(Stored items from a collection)
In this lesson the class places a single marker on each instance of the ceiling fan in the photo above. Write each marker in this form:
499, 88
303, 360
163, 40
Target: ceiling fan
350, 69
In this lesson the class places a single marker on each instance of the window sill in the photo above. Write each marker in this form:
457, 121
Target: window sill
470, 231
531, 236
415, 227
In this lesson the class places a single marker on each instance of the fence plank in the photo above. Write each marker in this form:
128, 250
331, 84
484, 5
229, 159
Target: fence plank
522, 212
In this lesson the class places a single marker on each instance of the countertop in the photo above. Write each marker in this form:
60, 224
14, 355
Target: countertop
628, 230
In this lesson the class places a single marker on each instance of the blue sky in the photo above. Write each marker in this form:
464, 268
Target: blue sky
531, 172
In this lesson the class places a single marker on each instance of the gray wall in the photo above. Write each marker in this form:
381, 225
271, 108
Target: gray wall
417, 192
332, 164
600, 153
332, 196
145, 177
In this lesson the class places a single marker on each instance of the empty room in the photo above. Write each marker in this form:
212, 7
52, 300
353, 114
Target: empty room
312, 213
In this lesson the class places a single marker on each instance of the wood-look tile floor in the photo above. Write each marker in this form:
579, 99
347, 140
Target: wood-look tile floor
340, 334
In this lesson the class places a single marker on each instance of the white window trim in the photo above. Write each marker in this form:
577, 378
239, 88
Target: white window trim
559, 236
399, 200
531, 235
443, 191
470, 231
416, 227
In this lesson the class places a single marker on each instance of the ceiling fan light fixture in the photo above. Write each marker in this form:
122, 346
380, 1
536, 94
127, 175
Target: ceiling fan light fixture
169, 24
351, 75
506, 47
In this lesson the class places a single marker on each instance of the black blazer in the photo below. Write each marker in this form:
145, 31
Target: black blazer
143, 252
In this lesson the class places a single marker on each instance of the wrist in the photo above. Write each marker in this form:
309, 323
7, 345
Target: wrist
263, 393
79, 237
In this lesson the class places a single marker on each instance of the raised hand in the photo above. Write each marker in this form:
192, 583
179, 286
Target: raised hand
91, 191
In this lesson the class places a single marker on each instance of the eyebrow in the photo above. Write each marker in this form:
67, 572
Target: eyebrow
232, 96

- [What is expected]:
Reproduce the stretch of the listing from the line containing "of the black" through the end of the listing, requests included, and adjust every answer coordinate by adding -122 to it. Leave the requests and their format samples unchanged.

- [Exercise output]:
In this lesson the class places a single marker on each instance of the black blazer in the photo below. Write each marker in this form:
145, 31
Target: black blazer
21, 130
In this lesson the class places a single marker on each instance of the wrist in the photo above. Write each marker in this form:
309, 323
7, 345
Target: wrist
141, 271
-43, 115
In this lesson the class places a single marker on each instance of the raised hand in the photo above. Write each marker in this form:
192, 583
179, 286
Target: raised hand
-31, 69
In this lesson the class places a single marker on each instance of the eyebrow in the photo above. Write each marker in this form:
67, 572
Target: eyebrow
110, -26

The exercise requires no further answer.